• EXTRAIT DE TEXTE

_____

Le grand homme de la Renaissance n'est certainement pas le condottiere (comme le prétendent les capitaines d'industrie contemporains), mais l'imprimeur ; du latin imprimere, signifiant "presser, appuyer". Il est intéressant de noter que le premier sens du mot imprimer était "provoquer un sentiment", que nous avons adopté ensuite sous la forme "impressionner".
Il serait sans doute erronné de croire que le vocabulaire éditorial a suivi cette noble carrière historique ; en fait, le choix de tous ces termes latins n'est que le résultat d'une mode, celle du classicisme, qui remonte à la charnière des XVIIe et XVIIIe siècles. Jusqu'à peu de temps avant la Révolution, nul ne s'était soucié de droits d'auteur ou de légitimité des documents reproduits, et chacun se chargeait de fabriquer sous la forme qui lui convenait tout ce qu'il voulait ou pouvait ou savait reproduire à partir d'un modèle, dont l'authenticité n'avait même pas à être prouvée ni garantie. Aujourd'hui encore, dans les pays non soumis à des lois réglementant le droit d'auteur, n'importe qui peut s'improviser éditeur et publier n'importe quel texte sans rien devoir à quiconque. On peut même publier une traduction sans mentionner qu'il s'agit d'un texte écrit par quelqu'un d'autre !

_____

• EXERCICE
Rédigez la suite du texte sur l'imprimeur et le vocabulaire de l'édition, à partir de sa dernière phrase. Les lignes qui suivent ne sont d'aucune utilité ici.

_____

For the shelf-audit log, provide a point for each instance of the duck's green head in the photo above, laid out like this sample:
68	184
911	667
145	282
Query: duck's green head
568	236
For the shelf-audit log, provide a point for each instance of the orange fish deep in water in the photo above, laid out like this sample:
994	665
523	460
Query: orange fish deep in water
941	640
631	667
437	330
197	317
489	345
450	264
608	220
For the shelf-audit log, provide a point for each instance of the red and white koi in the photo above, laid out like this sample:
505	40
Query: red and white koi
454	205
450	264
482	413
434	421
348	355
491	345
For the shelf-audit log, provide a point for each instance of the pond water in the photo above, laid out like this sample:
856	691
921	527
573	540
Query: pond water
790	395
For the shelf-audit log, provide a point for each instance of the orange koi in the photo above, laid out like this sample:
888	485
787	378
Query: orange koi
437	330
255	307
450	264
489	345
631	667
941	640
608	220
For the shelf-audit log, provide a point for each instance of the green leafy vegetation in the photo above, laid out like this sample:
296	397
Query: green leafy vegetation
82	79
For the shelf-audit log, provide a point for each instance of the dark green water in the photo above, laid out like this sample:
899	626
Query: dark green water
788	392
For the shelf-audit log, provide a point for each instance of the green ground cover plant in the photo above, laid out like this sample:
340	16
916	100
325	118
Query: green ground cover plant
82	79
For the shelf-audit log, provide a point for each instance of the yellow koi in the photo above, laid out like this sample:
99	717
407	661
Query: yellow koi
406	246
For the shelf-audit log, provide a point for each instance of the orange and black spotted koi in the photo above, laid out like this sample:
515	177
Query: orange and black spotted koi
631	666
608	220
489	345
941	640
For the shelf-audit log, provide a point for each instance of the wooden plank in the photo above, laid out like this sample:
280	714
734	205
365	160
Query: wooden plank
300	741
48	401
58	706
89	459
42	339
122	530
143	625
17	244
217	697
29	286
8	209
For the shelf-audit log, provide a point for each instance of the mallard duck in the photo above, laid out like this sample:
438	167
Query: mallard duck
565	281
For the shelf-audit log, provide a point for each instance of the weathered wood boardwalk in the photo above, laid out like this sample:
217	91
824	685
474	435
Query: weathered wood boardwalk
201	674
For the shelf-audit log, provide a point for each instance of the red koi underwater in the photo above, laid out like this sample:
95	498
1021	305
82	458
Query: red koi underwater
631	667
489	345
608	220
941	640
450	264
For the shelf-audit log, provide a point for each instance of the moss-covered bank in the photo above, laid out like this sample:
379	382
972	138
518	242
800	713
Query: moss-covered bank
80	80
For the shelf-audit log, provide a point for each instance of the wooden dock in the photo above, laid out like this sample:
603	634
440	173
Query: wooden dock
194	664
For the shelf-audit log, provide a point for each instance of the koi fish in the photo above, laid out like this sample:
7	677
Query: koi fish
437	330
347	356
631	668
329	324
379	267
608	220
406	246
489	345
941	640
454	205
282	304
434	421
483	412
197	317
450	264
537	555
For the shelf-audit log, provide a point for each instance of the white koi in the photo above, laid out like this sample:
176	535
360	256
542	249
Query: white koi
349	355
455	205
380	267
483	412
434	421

_____

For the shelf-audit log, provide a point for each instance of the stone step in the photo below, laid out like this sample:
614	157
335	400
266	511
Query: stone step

_____

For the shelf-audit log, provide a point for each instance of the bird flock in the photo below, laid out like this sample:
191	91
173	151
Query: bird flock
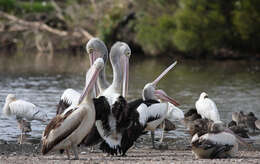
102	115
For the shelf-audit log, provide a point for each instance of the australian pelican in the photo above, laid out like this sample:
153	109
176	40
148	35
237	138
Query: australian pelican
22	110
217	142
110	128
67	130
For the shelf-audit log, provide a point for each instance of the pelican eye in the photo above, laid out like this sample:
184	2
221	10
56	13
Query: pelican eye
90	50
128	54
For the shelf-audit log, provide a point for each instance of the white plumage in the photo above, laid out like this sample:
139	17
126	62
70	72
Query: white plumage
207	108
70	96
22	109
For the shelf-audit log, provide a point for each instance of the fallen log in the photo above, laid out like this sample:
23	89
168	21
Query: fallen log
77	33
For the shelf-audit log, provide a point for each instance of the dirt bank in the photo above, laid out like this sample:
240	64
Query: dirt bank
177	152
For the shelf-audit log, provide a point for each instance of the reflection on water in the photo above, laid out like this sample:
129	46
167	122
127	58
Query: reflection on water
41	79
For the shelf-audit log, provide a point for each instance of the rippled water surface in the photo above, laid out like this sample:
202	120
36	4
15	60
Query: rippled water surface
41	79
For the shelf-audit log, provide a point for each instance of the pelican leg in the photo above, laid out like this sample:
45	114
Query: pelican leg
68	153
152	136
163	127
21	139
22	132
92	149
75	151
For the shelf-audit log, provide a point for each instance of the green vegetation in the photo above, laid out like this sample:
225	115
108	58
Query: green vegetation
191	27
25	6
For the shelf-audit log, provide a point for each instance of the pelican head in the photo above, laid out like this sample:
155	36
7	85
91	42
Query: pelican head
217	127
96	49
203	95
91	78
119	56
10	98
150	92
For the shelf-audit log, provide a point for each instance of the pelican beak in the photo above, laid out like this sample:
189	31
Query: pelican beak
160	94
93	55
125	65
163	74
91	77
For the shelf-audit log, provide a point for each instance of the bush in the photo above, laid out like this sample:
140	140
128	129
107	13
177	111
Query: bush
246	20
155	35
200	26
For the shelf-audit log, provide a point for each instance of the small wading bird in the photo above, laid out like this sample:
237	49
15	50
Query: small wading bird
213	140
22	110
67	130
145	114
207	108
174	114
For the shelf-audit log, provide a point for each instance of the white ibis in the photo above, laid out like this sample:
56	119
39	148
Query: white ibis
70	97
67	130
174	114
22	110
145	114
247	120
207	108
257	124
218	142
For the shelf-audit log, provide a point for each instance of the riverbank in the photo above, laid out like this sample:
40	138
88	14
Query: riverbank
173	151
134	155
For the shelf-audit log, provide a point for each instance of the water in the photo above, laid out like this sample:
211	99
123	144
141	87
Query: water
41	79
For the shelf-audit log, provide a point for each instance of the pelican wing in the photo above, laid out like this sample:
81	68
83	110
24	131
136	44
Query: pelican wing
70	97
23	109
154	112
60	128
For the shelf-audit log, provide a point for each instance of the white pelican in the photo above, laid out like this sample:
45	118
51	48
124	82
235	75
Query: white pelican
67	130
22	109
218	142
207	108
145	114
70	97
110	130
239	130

_____

• EXERCICE CORRIGÉ
Les lecteurs sensibles se demanderont comment les écrivains font pour survivre dans de telles circonstances, face à une adversité aussi hostile, insidieuse et polymorphe.
C'est d'abord l'État-providence qui nous aide à nous en sortir en nous accordant (parfois) un revenu dit d'insertion sociale ou minimum ou tout autre formule en vigueur inventée par des technocrates bon teint soucieux de ne pas laisser mourir leur cheptel d'électeurs.
Plus généralement, pour se permettre d'être écrivain, il faut avoir un train de vie minimaliste, à peu près égal au seuil de pauvreté2. Il faut surtout être dégagé de toute angoisse financière. Cela peut être le cas lorsque nous avons une famille qui pratique le sacrifice ou l'"investissement affectif" (le devoir filial de soutenir un écrivain né en son sein). Ce n'est évidemment pas très courant ni, peut-être, souhaitable.
En réalité, la proportion d'écrivains capables de gérer l'aspect comptable de leur carrière est la même que celle de toutes les classes d'artistes : à peu près nulle. C'est précisément grâce à ce défaut inhérent (artiste = rêveur = tête-en-l'air = pigeon bon à plumer) que la petite-bourgeoisie du XIXe siècle (celle qui a maté les Révolutions) continue à maintenir la caste des artistes au-dessous d'elle : parce que, du point de vue bourgeois, le comptable sera toujours plus respectable que l'artiste. Et la Justice écoute plus volontiers le comptable – qui s'énerve peu et parle le même langage qu'elle – que l'artiste – lequel a le culot de s'agiter dès qu'on touche à son droit moral ou pire, à son œuvre.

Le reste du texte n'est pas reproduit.